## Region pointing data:

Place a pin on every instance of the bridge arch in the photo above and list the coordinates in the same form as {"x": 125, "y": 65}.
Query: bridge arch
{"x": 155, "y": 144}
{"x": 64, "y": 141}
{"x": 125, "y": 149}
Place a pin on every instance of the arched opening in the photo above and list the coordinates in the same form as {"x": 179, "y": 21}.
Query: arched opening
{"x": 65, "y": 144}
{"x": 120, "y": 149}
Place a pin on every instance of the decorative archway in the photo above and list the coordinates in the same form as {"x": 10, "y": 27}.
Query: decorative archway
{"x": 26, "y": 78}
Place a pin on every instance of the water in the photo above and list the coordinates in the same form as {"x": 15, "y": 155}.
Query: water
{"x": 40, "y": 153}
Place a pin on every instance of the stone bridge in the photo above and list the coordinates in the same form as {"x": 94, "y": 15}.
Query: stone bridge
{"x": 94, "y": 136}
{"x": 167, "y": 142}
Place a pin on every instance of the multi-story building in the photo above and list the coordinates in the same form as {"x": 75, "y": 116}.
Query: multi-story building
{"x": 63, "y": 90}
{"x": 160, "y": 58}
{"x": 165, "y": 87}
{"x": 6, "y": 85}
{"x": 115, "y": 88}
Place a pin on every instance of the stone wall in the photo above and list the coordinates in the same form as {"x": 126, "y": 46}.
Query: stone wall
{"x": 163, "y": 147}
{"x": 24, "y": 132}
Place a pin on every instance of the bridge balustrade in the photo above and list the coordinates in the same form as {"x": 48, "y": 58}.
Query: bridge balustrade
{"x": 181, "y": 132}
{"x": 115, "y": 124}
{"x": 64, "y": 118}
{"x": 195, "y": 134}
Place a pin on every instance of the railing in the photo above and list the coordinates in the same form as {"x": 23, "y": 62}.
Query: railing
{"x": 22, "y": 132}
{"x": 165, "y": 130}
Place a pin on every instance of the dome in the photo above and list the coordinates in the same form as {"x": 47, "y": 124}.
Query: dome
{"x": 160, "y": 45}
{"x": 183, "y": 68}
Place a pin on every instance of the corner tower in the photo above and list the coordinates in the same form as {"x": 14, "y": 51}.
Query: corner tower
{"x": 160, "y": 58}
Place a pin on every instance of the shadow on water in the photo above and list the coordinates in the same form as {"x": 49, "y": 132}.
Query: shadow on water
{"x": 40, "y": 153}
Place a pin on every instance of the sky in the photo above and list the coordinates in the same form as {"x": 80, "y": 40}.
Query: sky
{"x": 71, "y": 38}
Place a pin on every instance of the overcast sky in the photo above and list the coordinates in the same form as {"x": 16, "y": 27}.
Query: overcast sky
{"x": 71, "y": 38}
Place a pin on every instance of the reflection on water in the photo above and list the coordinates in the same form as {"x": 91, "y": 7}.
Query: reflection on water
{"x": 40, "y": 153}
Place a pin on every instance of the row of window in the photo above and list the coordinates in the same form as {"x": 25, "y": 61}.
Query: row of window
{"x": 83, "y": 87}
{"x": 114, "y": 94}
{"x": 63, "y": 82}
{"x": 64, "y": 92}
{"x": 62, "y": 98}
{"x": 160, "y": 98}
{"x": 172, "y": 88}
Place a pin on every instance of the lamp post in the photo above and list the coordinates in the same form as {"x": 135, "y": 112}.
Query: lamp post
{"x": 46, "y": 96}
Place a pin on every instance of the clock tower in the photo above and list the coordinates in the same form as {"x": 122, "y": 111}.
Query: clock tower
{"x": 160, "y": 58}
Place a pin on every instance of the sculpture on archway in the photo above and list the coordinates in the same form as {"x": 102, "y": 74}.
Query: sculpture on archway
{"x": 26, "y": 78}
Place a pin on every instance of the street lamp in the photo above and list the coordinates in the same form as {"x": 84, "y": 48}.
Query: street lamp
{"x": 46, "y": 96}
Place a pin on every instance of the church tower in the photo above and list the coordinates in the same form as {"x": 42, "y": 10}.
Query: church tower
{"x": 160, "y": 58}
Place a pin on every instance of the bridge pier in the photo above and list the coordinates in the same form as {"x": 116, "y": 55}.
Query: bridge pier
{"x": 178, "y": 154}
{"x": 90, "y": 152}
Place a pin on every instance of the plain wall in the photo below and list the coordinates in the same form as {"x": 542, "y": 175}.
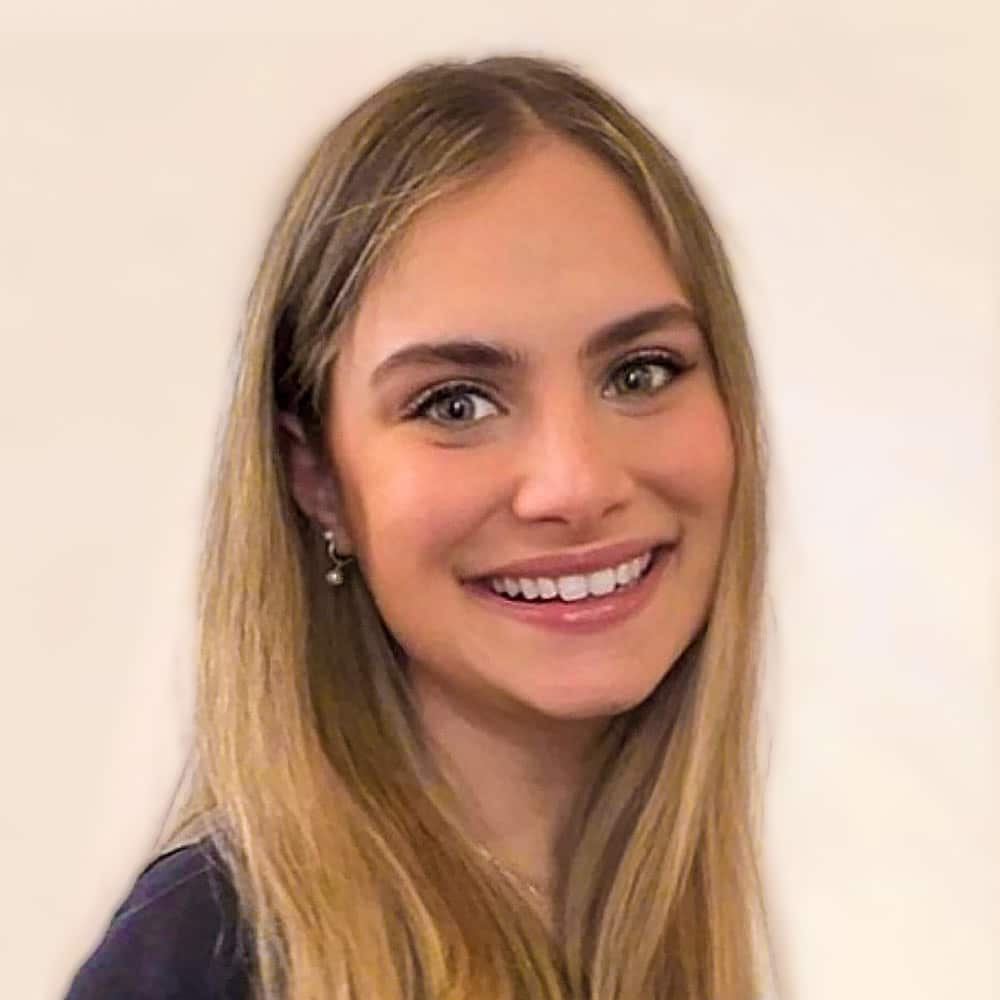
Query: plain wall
{"x": 847, "y": 152}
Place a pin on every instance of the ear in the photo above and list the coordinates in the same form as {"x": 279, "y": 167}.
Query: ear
{"x": 311, "y": 481}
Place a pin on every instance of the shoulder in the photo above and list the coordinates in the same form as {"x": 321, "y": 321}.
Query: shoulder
{"x": 176, "y": 935}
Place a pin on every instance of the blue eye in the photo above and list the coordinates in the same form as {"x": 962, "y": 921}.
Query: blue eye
{"x": 457, "y": 404}
{"x": 644, "y": 375}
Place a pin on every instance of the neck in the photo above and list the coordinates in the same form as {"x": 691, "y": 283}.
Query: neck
{"x": 517, "y": 776}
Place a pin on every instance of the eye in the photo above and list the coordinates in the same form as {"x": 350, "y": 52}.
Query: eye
{"x": 457, "y": 405}
{"x": 644, "y": 375}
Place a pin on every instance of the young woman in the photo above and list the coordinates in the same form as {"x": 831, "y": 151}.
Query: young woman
{"x": 481, "y": 593}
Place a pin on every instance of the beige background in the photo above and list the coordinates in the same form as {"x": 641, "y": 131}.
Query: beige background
{"x": 849, "y": 155}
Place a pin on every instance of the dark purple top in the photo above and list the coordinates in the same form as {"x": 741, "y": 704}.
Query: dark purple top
{"x": 173, "y": 938}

## What is expected:
Every entry above needs to be duplicated exactly, without its images.

## Response to this exercise:
Place a pin on every instance of the bridge arch in the photo above and list the coordinates in the same form as {"x": 125, "y": 65}.
Query: bridge arch
{"x": 155, "y": 144}
{"x": 64, "y": 141}
{"x": 125, "y": 149}
Place a pin on every instance of the arched opening in the photo above and list the coordinates in the same form as {"x": 179, "y": 21}.
Query: arched opening
{"x": 65, "y": 144}
{"x": 120, "y": 149}
Place a pin on every instance of the decorative archway in the photo above and list the coordinates in the same form as {"x": 10, "y": 27}.
Query: decorative archway
{"x": 26, "y": 78}
Place a pin on every instance of the water in the photo above and list the coordinates in the same form as {"x": 15, "y": 155}.
Query: water
{"x": 40, "y": 153}
Place a pin on every instance of the stone bridge in the photo above and list the coordinates in the same form as {"x": 94, "y": 15}.
Query: stone bridge
{"x": 94, "y": 136}
{"x": 167, "y": 142}
Place a pin on every instance of the multi-story building in the photo above and list the coordinates in the same form as {"x": 75, "y": 116}.
Query: multi-story building
{"x": 63, "y": 90}
{"x": 160, "y": 58}
{"x": 165, "y": 87}
{"x": 6, "y": 85}
{"x": 115, "y": 88}
Place a pin on every instance of the stone wall in the photo above and list the coordinates in the same form as {"x": 126, "y": 46}.
Query: stone wall
{"x": 163, "y": 147}
{"x": 24, "y": 132}
Place a pin on every instance of the bridge balustrade in the photo above and list the coordinates in the same form as {"x": 48, "y": 58}.
Query: bridge balustrade
{"x": 181, "y": 132}
{"x": 115, "y": 124}
{"x": 64, "y": 118}
{"x": 195, "y": 134}
Place a pin on every instance of the railing in the photo above and list the coordinates in the same form as {"x": 23, "y": 62}.
Query: railing
{"x": 22, "y": 132}
{"x": 165, "y": 130}
Place a pin on every instance of the dome in the photo above and list the coordinates in the same form as {"x": 47, "y": 124}.
Query: dome
{"x": 160, "y": 45}
{"x": 183, "y": 68}
Place a pin on every instance of the corner tower in the photo above and list the coordinates in the same form as {"x": 14, "y": 51}.
Query: corner tower
{"x": 160, "y": 58}
Place a pin on every instance of the shadow on water in the photo above and list the coordinates in the same form as {"x": 49, "y": 132}.
Query: shadow on water
{"x": 40, "y": 153}
Place a pin on every instance of the sky in the photo above and list the coordinates in the same form as {"x": 80, "y": 40}.
Query: sky
{"x": 71, "y": 38}
Place a pin on every instance of the overcast sky in the photo above and list the coordinates in the same form as {"x": 16, "y": 27}.
Query: overcast sky
{"x": 71, "y": 38}
Place a pin on every instance of the reflection on water in the photo above and list the coordinates in the same form as {"x": 91, "y": 7}.
Query: reflection on water
{"x": 40, "y": 153}
Place a pin on every instance of the row of window in the photo above and list the coordinates in the same form as {"x": 25, "y": 61}.
Query: row of window
{"x": 83, "y": 87}
{"x": 114, "y": 94}
{"x": 63, "y": 82}
{"x": 64, "y": 92}
{"x": 62, "y": 98}
{"x": 160, "y": 98}
{"x": 172, "y": 88}
Place a pin on every instance of the lamp post in the photo above and list the coordinates in the same form as {"x": 135, "y": 112}.
Query: lamp post
{"x": 46, "y": 96}
Place a pin on every instance of the clock tower in the photo above and list the coordinates in the same form as {"x": 122, "y": 111}.
Query: clock tower
{"x": 160, "y": 58}
Place a pin on every instance of the sculpture on archway in the photo above and list the coordinates in the same form as {"x": 102, "y": 74}.
Query: sculpture on archway
{"x": 26, "y": 78}
Place a pin on every instance of the street lamp in the photo above and list the coordinates in the same form as {"x": 84, "y": 48}.
Query: street lamp
{"x": 46, "y": 96}
Place a pin on every instance of the church tower in the photo above and list the coordinates in the same form as {"x": 42, "y": 10}.
Query: church tower
{"x": 160, "y": 58}
Place a pin on every instance of the bridge pier in the photo above and list the coordinates in the same form as {"x": 116, "y": 55}.
Query: bridge pier
{"x": 178, "y": 154}
{"x": 90, "y": 152}
Place a pin on every instance of the plain wall in the photo below and list the coordinates in the same form as {"x": 542, "y": 175}.
Query: plain wall
{"x": 847, "y": 152}
Place a pin on every instance of the ear in the photo above and list the coordinates in the same form as {"x": 279, "y": 167}.
Query: ear
{"x": 311, "y": 481}
Place a pin on every instance of the shoulder in the photo above and list the coordinates in the same form as {"x": 321, "y": 321}.
Query: shoulder
{"x": 176, "y": 935}
Place a pin on every instance of the blue eye in the photo above and list the coordinates in the same form as {"x": 962, "y": 921}.
Query: blue eye
{"x": 457, "y": 404}
{"x": 644, "y": 375}
Place a pin on every instance of the neck in the photo above and list the coordinates in the same form as {"x": 691, "y": 283}.
Query: neck
{"x": 517, "y": 776}
Place a pin on every instance of the eye in the photo above and list the coordinates in the same form as {"x": 350, "y": 52}.
Query: eye
{"x": 457, "y": 405}
{"x": 644, "y": 375}
Place a pin on every instance of the young woman in the photo above and list the coordinates in the same form as {"x": 831, "y": 151}.
Query: young woman
{"x": 481, "y": 593}
Place a pin on every instance of the beige background in the photo above and list the coordinates in the same form as {"x": 641, "y": 131}.
Query: beige background
{"x": 849, "y": 155}
Place a pin on every instance of the dark purple top in the photo above and list the coordinates in the same form as {"x": 741, "y": 704}.
Query: dark purple top
{"x": 173, "y": 938}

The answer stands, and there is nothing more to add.